**Records to use**
• • • • • • •

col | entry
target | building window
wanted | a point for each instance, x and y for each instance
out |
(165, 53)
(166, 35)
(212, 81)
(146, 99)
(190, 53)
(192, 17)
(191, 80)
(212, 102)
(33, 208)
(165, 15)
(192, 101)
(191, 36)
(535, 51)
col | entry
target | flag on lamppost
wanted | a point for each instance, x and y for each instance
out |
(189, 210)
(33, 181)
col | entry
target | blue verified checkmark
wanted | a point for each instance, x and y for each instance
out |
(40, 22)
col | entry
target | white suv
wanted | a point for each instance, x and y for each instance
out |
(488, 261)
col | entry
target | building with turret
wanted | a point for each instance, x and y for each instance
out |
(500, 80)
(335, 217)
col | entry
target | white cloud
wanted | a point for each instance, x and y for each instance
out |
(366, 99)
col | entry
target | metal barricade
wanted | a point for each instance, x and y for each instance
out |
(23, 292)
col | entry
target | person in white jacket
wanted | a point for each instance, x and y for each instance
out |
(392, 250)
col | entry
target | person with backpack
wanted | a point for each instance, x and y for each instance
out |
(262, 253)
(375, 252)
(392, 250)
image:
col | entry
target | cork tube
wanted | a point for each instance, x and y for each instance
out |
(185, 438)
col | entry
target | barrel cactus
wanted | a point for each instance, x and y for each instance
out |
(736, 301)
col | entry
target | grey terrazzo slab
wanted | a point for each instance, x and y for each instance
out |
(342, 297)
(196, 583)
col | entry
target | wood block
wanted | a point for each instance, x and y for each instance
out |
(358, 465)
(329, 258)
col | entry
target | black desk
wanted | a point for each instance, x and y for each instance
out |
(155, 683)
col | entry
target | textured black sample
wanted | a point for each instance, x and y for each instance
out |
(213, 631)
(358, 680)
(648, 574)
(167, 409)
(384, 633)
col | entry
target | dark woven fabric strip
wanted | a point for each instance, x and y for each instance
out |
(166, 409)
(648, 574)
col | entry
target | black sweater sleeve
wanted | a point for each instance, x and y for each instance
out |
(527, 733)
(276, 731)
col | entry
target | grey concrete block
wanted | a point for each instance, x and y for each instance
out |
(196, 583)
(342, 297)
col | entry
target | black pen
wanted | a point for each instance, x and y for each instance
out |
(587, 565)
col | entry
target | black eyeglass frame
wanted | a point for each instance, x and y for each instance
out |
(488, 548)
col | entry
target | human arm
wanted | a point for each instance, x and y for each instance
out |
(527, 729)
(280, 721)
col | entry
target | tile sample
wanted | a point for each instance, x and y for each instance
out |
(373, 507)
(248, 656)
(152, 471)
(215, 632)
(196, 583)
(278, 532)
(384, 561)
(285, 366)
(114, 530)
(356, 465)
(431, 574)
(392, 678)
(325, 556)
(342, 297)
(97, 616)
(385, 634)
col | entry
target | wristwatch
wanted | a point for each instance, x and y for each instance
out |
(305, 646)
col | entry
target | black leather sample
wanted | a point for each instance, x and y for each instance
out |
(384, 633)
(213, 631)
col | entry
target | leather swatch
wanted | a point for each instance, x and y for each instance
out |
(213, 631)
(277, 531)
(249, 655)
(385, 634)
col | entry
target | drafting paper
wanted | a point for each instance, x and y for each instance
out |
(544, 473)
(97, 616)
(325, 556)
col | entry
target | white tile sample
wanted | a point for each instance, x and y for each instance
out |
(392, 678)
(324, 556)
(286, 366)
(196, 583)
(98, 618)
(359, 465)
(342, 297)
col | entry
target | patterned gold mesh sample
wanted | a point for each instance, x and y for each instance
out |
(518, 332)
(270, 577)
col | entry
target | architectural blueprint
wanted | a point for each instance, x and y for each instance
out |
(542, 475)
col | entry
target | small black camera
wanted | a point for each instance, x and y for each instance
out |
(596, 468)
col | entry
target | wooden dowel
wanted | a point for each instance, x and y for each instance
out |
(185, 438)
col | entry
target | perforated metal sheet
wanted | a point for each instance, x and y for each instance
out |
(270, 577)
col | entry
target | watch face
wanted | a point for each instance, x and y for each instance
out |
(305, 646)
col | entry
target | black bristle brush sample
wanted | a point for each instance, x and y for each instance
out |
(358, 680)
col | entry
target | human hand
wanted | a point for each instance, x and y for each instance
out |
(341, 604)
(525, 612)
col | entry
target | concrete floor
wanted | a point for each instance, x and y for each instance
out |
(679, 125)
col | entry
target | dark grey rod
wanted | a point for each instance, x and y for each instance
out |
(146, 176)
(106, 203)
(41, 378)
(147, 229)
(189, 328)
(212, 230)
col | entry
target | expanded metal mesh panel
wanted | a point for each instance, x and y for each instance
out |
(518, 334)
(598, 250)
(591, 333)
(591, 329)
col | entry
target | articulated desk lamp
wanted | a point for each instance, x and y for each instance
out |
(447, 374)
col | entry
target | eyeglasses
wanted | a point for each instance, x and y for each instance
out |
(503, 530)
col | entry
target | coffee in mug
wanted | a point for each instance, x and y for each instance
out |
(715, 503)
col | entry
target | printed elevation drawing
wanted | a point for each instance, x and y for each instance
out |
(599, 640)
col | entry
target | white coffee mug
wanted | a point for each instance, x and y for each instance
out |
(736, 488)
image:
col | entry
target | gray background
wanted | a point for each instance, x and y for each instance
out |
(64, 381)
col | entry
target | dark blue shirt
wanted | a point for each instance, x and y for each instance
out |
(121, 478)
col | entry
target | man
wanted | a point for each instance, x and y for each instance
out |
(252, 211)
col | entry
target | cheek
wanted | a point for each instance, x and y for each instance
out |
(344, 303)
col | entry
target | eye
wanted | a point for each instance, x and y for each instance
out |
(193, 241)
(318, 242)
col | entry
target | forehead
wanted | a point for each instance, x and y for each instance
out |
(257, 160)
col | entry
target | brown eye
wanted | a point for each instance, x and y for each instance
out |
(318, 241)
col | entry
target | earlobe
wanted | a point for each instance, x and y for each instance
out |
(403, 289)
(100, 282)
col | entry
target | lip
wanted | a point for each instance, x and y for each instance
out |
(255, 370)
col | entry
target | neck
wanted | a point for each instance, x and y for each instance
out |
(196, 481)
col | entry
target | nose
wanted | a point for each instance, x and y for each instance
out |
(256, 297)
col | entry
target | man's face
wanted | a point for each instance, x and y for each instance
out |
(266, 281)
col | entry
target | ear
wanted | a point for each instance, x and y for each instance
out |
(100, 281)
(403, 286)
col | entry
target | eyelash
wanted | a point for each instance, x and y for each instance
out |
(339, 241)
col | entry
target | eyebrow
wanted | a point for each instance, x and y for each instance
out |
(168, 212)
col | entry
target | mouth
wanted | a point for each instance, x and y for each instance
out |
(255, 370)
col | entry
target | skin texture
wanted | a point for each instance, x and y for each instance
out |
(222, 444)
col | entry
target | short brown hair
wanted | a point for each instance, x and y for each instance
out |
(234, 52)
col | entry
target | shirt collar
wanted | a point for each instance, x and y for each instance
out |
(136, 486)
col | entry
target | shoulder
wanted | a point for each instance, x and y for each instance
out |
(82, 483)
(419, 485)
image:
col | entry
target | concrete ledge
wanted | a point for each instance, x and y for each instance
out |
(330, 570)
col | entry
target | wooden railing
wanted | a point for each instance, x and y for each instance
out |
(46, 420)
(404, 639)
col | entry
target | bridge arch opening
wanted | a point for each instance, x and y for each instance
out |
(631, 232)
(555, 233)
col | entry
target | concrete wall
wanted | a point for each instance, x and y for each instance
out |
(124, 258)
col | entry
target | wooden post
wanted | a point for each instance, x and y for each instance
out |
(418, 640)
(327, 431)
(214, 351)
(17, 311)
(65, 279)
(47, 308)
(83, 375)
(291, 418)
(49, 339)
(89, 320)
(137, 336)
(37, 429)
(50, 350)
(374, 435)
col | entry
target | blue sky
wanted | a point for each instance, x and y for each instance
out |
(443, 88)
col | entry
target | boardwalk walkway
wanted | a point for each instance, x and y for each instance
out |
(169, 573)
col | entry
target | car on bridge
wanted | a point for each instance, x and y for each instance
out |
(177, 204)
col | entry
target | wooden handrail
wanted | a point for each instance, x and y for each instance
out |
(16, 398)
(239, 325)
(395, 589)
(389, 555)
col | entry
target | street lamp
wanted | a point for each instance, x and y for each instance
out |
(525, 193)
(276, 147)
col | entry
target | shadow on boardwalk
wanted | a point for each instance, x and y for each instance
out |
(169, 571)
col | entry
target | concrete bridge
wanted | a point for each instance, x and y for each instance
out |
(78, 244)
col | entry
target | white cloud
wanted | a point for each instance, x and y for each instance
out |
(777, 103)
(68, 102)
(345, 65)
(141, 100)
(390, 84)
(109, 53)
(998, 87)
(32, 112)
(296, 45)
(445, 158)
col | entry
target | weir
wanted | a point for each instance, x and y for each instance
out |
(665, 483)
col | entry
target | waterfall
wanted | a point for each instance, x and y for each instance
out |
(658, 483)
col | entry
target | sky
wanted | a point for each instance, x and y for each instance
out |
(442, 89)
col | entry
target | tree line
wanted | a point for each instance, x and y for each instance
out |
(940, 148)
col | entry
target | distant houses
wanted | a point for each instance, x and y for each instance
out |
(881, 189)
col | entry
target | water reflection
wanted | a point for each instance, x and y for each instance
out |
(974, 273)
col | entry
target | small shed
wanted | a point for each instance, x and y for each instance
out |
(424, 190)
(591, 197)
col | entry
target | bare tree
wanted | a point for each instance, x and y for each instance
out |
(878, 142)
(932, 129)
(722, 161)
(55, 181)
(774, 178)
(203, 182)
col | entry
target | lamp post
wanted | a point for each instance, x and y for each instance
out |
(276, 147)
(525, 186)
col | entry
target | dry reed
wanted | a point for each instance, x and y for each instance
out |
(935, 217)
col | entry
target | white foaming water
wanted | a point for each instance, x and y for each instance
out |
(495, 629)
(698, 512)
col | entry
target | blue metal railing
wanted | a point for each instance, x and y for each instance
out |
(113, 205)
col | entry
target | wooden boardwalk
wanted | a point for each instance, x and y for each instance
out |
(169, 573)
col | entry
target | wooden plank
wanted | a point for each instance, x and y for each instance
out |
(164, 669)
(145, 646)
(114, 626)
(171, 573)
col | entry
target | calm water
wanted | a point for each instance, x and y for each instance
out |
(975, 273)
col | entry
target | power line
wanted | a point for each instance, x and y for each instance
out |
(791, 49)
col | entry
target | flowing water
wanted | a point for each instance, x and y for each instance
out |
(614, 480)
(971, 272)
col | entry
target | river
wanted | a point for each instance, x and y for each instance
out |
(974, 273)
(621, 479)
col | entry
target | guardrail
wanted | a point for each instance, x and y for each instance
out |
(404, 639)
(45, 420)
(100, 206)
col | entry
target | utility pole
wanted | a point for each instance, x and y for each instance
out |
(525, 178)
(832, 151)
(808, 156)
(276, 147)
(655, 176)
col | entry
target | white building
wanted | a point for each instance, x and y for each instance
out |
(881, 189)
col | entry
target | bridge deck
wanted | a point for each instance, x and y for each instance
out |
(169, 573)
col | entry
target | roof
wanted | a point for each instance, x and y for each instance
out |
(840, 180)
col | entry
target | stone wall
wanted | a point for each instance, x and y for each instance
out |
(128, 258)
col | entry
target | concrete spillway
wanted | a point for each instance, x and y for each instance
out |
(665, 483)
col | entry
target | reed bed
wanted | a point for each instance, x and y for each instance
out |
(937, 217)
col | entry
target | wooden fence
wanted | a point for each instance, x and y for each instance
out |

• • • • • • •

**Task objective**
The lines from the first of the entries through the line holding "target | person with backpack" are to be restated word for word, and no others.

**Task output**
col | entry
target | building window
wanted | a point for each instance, x and y for each instance
out |
(165, 53)
(166, 35)
(212, 81)
(146, 99)
(190, 53)
(192, 17)
(191, 80)
(212, 102)
(33, 208)
(165, 15)
(192, 101)
(191, 36)
(535, 51)
col | entry
target | flag on lamppost
wanted | a point for each instance, x and y for each instance
out |
(189, 210)
(33, 181)
col | entry
target | blue verified checkmark
wanted | a point for each instance, x and y for each instance
out |
(40, 22)
col | entry
target | white suv
wanted | a point for each instance, x and y for each instance
out |
(488, 261)
col | entry
target | building with turret
wanted | a point for each instance, x and y for each instance
out |
(500, 80)
(335, 217)
col | entry
target | white cloud
wanted | a point for each instance, x and y for each instance
out |
(366, 99)
col | entry
target | metal barricade
wanted | a point for each instance, x and y for each instance
out |
(23, 292)
col | entry
target | person in white jacket
wanted | a point for each instance, x and y for each instance
out |
(392, 250)
col | entry
target | person with backpack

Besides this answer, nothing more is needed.